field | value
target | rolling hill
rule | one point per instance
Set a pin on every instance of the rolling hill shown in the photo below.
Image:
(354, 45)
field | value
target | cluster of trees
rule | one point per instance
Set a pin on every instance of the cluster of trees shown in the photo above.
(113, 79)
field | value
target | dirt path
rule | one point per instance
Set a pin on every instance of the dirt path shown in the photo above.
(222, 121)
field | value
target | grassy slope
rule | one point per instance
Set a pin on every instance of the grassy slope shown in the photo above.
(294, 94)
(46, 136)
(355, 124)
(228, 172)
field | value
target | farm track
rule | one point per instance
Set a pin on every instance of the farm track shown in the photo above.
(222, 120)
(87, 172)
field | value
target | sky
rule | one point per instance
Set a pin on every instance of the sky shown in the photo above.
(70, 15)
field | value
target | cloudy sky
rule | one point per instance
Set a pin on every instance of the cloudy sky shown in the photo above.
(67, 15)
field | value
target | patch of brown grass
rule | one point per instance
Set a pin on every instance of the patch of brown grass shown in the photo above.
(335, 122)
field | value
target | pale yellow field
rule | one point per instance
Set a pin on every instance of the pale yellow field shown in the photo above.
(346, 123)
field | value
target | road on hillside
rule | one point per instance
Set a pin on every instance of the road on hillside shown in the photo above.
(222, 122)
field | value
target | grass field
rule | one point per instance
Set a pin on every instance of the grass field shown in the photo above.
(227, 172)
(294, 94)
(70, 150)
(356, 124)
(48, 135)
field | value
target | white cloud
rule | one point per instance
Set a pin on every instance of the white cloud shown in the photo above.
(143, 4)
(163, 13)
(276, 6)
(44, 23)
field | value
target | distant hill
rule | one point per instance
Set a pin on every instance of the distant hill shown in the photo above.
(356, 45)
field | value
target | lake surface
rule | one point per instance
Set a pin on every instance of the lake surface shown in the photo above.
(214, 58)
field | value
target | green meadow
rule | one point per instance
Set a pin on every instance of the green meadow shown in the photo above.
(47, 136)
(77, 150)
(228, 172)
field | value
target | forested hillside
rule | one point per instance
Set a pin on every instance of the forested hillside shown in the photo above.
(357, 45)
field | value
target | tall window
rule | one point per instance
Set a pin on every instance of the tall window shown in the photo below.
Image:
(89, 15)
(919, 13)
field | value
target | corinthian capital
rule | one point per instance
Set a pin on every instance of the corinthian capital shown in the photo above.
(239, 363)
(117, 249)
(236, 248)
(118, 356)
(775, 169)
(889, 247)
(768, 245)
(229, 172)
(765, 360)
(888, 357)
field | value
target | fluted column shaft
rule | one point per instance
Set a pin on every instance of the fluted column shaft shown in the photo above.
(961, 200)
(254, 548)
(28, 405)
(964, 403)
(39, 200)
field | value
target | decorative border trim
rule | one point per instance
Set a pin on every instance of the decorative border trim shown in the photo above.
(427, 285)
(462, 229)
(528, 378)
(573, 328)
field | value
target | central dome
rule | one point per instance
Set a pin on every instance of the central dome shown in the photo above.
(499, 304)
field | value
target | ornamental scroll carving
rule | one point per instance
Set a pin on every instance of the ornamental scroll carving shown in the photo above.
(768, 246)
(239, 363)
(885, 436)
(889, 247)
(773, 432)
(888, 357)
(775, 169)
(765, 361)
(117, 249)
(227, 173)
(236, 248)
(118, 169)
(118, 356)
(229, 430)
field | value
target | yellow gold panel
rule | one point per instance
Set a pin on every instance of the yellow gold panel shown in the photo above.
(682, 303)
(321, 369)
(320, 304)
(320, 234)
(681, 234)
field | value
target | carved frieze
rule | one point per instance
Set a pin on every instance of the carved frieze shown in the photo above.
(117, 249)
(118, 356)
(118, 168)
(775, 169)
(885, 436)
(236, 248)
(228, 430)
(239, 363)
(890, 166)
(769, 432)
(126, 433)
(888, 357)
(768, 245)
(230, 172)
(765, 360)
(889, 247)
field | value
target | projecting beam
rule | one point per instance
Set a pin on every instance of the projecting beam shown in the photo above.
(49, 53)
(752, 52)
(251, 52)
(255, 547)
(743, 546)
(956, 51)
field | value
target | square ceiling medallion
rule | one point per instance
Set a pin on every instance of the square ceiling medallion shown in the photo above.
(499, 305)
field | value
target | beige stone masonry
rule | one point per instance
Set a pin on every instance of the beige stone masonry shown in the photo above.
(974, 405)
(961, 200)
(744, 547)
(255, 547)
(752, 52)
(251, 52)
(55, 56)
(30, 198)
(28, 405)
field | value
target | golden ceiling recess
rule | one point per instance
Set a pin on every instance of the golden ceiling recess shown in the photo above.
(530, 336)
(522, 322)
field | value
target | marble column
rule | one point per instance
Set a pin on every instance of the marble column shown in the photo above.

--

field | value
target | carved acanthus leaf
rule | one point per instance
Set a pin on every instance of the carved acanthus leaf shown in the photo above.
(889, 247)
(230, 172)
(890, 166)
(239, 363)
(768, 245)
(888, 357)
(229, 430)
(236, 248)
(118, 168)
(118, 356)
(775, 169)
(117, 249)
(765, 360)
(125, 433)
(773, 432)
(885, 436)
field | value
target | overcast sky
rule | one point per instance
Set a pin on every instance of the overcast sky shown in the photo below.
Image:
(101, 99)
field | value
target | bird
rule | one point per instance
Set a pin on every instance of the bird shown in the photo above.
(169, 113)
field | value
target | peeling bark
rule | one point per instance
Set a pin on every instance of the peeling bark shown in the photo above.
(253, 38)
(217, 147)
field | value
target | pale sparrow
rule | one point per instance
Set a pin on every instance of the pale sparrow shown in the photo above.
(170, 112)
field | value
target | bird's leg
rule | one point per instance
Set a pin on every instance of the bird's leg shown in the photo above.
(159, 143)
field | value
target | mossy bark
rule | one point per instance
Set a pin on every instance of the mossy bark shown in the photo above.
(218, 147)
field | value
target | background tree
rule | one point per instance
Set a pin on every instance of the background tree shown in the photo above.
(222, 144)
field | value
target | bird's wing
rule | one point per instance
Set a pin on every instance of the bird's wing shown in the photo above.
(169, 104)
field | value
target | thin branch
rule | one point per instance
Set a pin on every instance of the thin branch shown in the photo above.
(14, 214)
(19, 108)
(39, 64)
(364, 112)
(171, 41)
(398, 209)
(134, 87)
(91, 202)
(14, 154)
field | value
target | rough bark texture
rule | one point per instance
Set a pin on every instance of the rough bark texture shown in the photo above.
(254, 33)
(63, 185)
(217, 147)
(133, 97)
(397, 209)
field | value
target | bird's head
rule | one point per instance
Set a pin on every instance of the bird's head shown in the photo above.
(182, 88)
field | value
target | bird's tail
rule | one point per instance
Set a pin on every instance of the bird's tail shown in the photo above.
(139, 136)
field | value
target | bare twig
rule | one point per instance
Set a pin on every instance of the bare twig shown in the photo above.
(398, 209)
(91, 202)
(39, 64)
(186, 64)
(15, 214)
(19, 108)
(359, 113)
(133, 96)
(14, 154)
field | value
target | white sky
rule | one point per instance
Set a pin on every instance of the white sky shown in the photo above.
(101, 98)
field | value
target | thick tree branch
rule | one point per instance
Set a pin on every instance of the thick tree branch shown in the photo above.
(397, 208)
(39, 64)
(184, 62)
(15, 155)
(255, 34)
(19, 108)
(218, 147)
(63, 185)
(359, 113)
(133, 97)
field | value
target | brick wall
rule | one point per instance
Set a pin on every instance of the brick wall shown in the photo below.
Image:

...

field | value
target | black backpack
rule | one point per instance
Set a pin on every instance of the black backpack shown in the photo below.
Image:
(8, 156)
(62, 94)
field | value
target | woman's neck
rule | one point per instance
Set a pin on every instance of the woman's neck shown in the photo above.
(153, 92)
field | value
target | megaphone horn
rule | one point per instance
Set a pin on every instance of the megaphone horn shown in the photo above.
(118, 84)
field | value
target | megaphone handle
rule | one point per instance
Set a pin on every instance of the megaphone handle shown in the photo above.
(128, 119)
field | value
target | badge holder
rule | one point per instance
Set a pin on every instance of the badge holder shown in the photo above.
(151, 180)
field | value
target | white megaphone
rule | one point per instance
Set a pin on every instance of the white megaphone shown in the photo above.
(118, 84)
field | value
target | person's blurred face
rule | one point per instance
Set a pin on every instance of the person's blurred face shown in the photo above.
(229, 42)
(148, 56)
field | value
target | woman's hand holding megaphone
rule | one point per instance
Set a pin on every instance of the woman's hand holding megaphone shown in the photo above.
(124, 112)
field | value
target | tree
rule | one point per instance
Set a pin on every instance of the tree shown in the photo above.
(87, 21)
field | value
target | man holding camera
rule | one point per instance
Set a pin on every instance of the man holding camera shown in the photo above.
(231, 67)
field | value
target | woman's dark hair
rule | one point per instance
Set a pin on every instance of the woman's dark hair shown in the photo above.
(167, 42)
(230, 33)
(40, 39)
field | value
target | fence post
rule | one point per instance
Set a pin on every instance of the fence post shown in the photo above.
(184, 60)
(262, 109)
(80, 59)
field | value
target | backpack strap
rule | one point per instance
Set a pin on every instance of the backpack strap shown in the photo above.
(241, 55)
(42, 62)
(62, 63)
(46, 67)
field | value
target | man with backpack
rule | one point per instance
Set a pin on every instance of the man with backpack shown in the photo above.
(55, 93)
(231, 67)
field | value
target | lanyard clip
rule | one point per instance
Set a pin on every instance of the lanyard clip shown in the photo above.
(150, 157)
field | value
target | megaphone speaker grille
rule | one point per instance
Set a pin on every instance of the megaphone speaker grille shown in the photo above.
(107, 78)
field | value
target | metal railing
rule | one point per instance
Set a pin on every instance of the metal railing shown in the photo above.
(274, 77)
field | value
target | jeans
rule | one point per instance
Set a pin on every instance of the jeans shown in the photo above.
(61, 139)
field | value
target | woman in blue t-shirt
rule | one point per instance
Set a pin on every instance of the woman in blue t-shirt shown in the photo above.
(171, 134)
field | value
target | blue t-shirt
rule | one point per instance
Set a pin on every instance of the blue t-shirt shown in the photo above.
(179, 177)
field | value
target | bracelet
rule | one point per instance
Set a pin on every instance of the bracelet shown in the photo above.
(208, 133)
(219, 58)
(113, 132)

▶ **The exercise**: Gather every line of the records that contains the word "neck", matching case exactly.

▶ **Solution to this exercise**:
target | woman's neck
Set a pin on every instance of the woman's neck shown in the photo above.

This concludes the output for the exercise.